#### PROBLEMS AND TASKS:
A. In the column about Jay Collins, how old was he when he died?
B. Copy the stretch of the column about Jay Collins from "Between going to" through "more than that.", replacing "day trips" with "weekend trips".

:: PASSAGE ::

BY CARSON FIELDS
Courtesy of the Powell Tribune
I’m starting year 25 without one of my biggest supporters.
Jay Collins, Northwest College’s head men’s basketball coach who was 41, died in his sleep the morning of July 31.
Before joining the staff at the Abilene Reporter-News in Texas, I worked for 15 months at the Tribune.
Because I was the only sports writer at such a small newspaper in such a small town, I got to know all of the coaches I covered really well.
One of those was Jay.
In a perfect world where journalism ethics reign supreme, you’re not supposed to befriend the coaches you cover. It could lead to conflicts of interest and other issues journalism professors teach you about.
But that would have been almost impossible with Jay.
I hit it off with Jay the first time I interviewed him.
Like me, his wife Sheila is a Texas native — so that got us talking. Then we started talking about the NBA, and then about UFC. What was supposed to be a two-minute introduction and interview about his team turned into a roughly 20-minute conversation.
We were not lifelong friends, as I didn’t meet him until I was 22. But, with how close we became during our year and a half of friendship, one would’ve thought we were.
Between going to bars, watching sporting events, taking day trips to Red Lodge, Montana, and more, I spent so much time with Jay and Sheila. Even with our busy work schedules and other commitments, we made an effort to hang out at least once a week, and it was often more than that.
Infectious sense of humor
Something that drew me — and probably everybody else to Jay — was his laugh. Naturally, Jay had a deep voice, but his laugh was slightly higher pitched and always very loud. When he thought something was funny, he thought it was very funny.

:::
:: PROVIDED MATERIAL ::

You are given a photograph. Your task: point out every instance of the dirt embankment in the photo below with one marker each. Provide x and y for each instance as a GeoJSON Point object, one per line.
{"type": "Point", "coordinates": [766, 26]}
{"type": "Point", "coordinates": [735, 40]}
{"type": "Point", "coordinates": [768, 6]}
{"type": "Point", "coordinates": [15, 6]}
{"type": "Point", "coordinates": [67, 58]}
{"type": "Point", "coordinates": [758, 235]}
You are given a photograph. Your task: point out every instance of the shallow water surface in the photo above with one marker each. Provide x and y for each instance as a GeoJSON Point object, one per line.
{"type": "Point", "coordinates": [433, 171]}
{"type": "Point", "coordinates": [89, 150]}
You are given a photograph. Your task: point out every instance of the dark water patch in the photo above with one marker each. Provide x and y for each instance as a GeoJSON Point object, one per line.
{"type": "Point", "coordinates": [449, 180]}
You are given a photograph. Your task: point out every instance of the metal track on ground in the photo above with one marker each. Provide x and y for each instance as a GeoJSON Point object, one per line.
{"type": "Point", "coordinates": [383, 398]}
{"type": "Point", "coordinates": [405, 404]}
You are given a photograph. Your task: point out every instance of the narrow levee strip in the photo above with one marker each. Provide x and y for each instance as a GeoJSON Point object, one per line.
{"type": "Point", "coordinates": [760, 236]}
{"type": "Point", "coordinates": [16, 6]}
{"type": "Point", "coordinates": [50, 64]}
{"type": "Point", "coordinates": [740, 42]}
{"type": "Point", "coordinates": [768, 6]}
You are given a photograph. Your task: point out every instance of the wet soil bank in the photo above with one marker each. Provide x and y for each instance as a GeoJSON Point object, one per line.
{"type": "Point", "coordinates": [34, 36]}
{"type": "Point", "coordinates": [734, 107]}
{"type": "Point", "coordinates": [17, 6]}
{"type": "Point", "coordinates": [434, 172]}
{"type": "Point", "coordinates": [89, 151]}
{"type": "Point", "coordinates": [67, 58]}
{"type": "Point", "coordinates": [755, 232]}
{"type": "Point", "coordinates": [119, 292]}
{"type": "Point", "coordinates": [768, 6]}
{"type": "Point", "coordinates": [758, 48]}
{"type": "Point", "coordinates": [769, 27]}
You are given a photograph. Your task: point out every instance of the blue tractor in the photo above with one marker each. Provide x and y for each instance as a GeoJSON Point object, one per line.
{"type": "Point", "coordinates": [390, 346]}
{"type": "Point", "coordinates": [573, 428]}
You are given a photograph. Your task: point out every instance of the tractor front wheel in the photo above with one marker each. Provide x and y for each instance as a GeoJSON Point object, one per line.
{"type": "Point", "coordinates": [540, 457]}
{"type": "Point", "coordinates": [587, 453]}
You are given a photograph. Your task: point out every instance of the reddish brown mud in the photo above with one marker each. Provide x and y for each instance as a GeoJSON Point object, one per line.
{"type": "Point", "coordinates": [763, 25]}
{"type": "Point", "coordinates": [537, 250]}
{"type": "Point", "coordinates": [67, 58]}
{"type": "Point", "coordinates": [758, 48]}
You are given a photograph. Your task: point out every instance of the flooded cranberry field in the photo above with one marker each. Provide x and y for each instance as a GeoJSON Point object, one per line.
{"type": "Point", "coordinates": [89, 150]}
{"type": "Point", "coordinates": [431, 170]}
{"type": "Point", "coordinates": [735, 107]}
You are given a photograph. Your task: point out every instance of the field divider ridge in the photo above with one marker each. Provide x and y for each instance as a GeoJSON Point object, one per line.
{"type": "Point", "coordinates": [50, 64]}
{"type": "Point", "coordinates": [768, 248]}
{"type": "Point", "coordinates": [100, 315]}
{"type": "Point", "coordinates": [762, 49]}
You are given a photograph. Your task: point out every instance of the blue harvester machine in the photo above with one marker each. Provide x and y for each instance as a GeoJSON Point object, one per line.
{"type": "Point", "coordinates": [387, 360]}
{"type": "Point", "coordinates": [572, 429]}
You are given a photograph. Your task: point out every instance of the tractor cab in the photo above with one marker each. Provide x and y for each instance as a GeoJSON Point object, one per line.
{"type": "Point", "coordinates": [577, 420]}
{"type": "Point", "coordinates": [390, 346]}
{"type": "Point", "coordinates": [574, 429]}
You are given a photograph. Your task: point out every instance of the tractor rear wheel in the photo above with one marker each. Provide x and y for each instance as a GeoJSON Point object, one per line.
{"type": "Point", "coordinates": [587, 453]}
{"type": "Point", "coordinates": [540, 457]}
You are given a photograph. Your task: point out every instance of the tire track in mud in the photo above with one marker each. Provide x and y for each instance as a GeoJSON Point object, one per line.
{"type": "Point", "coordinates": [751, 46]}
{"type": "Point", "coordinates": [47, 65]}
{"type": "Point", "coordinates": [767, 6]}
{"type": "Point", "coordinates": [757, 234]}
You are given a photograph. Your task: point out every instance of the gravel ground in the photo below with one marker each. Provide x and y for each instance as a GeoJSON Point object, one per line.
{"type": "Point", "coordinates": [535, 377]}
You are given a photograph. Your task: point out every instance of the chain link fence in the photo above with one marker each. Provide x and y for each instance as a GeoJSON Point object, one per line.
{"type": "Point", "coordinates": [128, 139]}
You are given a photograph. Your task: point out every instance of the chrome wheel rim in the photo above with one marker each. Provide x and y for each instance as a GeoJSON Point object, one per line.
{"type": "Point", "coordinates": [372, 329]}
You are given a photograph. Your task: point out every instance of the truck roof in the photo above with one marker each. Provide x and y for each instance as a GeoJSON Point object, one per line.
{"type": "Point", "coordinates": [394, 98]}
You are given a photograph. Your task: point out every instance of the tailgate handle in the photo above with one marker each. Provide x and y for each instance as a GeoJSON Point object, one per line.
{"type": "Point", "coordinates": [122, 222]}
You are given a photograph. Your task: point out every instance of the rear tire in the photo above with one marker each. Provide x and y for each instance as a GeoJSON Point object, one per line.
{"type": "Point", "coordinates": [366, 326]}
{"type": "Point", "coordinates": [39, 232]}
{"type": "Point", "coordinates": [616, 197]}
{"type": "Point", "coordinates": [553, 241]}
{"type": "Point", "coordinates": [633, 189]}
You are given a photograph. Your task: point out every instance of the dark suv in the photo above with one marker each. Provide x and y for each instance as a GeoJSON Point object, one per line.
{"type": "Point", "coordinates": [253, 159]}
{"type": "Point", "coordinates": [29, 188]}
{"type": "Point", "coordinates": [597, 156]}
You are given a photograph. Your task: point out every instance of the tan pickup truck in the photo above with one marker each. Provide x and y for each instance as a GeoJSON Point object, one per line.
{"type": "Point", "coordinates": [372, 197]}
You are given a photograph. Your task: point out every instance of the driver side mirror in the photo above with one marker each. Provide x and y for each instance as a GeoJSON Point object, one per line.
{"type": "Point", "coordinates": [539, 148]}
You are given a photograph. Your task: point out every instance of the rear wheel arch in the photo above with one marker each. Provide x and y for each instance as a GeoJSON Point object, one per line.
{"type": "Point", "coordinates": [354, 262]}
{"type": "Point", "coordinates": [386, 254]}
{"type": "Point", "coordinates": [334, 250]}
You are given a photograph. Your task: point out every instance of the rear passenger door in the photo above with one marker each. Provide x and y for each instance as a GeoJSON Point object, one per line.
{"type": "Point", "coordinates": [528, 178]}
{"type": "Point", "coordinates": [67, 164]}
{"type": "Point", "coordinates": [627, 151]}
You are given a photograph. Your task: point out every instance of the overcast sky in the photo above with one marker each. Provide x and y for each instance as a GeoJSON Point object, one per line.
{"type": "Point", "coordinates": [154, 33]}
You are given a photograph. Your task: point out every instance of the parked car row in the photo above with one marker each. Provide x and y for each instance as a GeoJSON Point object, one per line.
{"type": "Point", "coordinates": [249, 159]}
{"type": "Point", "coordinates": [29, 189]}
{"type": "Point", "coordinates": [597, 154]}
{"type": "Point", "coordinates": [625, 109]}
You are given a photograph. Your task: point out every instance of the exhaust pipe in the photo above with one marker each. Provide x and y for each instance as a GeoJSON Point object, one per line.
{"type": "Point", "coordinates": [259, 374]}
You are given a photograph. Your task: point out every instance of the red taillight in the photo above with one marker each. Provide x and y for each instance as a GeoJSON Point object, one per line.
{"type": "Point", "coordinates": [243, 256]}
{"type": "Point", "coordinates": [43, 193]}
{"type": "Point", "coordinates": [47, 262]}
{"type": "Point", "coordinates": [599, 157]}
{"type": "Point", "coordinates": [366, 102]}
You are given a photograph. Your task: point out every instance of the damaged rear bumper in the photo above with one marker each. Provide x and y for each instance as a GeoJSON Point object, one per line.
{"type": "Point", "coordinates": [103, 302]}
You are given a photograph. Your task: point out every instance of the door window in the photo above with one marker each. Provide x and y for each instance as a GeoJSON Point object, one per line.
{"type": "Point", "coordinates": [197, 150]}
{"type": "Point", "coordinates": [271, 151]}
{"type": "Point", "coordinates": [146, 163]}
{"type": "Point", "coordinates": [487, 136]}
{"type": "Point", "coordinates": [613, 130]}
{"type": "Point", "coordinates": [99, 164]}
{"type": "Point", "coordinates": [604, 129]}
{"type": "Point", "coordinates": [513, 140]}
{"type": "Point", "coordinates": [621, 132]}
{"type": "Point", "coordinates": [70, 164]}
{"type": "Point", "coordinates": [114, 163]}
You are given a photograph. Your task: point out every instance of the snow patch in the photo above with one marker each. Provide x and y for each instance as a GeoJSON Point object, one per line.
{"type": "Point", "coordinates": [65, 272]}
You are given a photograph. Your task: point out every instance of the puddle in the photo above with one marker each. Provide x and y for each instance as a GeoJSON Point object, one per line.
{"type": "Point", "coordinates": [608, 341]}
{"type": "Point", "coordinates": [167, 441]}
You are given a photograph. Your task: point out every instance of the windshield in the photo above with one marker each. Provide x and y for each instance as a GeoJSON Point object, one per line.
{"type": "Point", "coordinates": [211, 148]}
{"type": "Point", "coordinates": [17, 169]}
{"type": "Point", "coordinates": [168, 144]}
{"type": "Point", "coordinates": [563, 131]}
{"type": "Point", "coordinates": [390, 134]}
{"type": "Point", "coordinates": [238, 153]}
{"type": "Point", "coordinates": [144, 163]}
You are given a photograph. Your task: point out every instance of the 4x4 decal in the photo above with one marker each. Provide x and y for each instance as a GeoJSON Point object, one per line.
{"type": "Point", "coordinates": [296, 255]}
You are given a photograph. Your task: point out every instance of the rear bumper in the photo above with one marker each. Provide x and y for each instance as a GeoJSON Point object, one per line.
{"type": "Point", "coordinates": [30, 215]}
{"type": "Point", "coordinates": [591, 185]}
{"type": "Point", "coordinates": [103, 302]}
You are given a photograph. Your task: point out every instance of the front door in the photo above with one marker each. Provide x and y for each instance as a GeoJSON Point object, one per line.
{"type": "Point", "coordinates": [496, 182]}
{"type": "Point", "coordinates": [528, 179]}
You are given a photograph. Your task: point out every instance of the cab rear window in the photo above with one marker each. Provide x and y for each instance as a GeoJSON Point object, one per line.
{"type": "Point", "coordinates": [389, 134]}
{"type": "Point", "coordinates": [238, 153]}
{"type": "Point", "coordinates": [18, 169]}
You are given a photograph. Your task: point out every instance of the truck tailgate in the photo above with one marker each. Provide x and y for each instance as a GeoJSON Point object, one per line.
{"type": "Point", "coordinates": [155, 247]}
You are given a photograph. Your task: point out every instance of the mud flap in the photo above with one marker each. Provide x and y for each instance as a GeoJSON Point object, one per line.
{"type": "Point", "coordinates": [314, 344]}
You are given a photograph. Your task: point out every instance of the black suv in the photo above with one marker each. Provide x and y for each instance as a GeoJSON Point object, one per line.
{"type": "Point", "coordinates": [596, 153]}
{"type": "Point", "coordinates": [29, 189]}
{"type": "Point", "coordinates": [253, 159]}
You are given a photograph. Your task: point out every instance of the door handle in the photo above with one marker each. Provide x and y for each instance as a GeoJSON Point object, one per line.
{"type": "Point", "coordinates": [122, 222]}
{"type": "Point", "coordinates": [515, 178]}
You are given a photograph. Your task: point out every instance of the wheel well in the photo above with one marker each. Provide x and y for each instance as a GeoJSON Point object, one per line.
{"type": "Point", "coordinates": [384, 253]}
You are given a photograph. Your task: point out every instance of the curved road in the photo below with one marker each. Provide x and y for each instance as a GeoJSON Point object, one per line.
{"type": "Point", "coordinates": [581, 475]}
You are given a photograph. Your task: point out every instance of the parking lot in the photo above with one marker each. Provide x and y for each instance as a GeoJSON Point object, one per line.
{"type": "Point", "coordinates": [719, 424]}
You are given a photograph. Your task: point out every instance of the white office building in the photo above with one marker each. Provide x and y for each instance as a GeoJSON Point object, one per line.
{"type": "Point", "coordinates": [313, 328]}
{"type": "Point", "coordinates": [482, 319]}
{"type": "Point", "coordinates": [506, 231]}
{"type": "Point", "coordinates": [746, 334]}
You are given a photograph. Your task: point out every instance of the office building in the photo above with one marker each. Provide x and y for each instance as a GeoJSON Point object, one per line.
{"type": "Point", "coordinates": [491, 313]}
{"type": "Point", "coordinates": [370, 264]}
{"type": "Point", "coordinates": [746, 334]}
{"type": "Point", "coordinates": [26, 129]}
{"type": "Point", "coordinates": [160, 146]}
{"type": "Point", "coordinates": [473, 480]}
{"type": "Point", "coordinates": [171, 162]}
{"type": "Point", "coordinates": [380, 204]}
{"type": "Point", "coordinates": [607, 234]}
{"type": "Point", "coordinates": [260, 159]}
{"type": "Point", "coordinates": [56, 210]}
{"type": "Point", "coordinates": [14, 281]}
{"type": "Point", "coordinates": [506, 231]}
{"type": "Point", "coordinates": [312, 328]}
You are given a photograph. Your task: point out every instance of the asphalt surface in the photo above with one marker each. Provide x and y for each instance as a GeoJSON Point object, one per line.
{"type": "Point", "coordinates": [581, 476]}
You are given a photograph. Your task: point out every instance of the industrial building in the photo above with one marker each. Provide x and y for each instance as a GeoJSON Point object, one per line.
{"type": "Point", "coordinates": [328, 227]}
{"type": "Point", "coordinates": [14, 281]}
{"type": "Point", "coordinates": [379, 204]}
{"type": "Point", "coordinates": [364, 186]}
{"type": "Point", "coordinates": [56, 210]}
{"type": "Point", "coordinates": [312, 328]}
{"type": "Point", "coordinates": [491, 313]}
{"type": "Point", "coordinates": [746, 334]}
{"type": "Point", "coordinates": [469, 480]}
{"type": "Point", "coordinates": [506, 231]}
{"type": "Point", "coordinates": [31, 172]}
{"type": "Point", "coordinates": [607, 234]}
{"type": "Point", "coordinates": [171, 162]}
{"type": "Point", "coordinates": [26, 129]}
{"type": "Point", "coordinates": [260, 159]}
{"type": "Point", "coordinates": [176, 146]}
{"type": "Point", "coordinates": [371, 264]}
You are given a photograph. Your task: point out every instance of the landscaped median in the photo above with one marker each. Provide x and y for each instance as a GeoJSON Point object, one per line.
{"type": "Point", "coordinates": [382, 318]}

:::

#### ANSWERS FOR THE TASKS:
A. 41

B.
Between going to bars, watching sporting events, taking weekend trips to Red Lodge, Montana, and more, I spent so much time with Jay and Sheila. Even with our busy work schedules and other commitments, we made an effort to hang out at least once a week, and it was often more than that.